> TEXT EXTRACT:

We heard how the school's deputy head David Beynon was found dead holding five little children in his arms.

"They had died clutching each other" it told grimly.

Another teacher who died was Tredegar man 21-year-old John Davies had started work as a trainee at Pantglas school only weeks before the disaster.

One of those the Argus talked to was Pauline Evans.

The 27-year-old was sat on the steps of her home in Aberfan.

Exhausted, grimed in coal dust, her clothes covered in mud, she told how she had helped rescue over a dozen children.

As soon as she heard what had happened she ran to the school, and because of her small size was able to get in through a window with the help of a nurse.

Her quick actions saved many lives that day.

"When I got inside" she said, "there were about a dozen children screaming at the tops of their voices in one classroom which had only half-collapsed.

"I helped with the nurse who came inside with me to hand them through the window to safety. We found some more in another classroom and we helped them out too."

But it was not the joy at saving those lives which dominated her thoughts. She spoke instead of the one child whose life she could not save.

> COLLECTED MATERIAL:
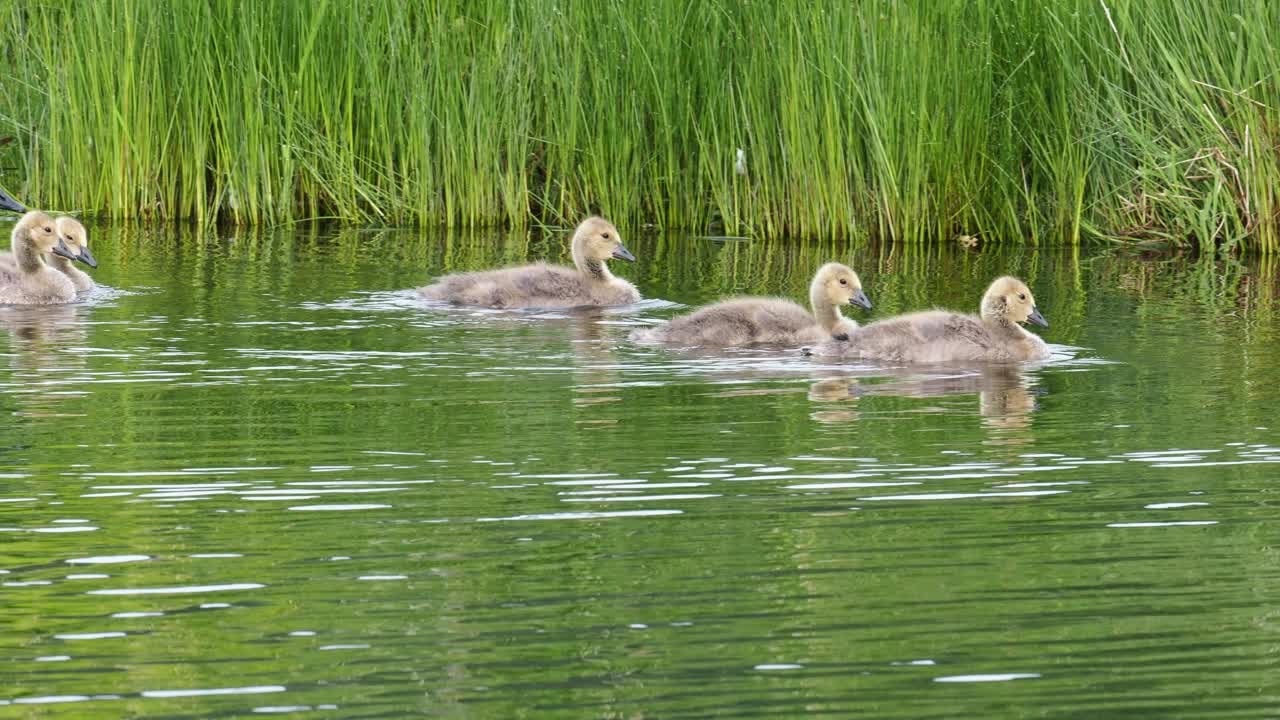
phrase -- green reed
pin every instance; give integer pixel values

> WRITTEN EXERCISE A:
In the Aberfan excerpt, take everything from "We heard how" down to "of a nurse." and substitute "medic" for "nurse".
> WRITTEN EXERCISE B:
Answer these questions from the Aberfan excerpt:
(i) How many children was David Beynon holding when he was found?
(ii) How old was John Davies?
(iii) Where was Pauline Evans sitting when the Argus talked to her?
The lines are not needed for this work.

> FULL RESPONSE A:
We heard how the school's deputy head David Beynon was found dead holding five little children in his arms.

"They had died clutching each other" it told grimly.

Another teacher who died was Tredegar man 21-year-old John Davies had started work as a trainee at Pantglas school only weeks before the disaster.

One of those the Argus talked to was Pauline Evans.

The 27-year-old was sat on the steps of her home in Aberfan.

Exhausted, grimed in coal dust, her clothes covered in mud, she told how she had helped rescue over a dozen children.

As soon as she heard what had happened she ran to the school, and because of her small size was able to get in through a window with the help of a medic.

> FULL RESPONSE B:
(i) Five.
(ii) 21.
(iii) On the steps of her home in Aberfan.